# START OF RECORDS FOR THE TASK
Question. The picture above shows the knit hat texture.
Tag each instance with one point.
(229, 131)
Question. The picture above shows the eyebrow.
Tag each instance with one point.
# END OF RECORDS FOR THE TASK
TASK TO CARRY OUT | Put each line of the records above into a Markdown table with the columns Row and Line, numbering the rows in order and skipping any blank lines.

CORRECT OUTPUT |
| Row | Line |
|---|---|
| 1 | Question. The picture above shows the knit hat texture. |
| 2 | Tag each instance with one point. |
| 3 | (229, 131) |
| 4 | Question. The picture above shows the eyebrow. |
| 5 | Tag each instance with one point. |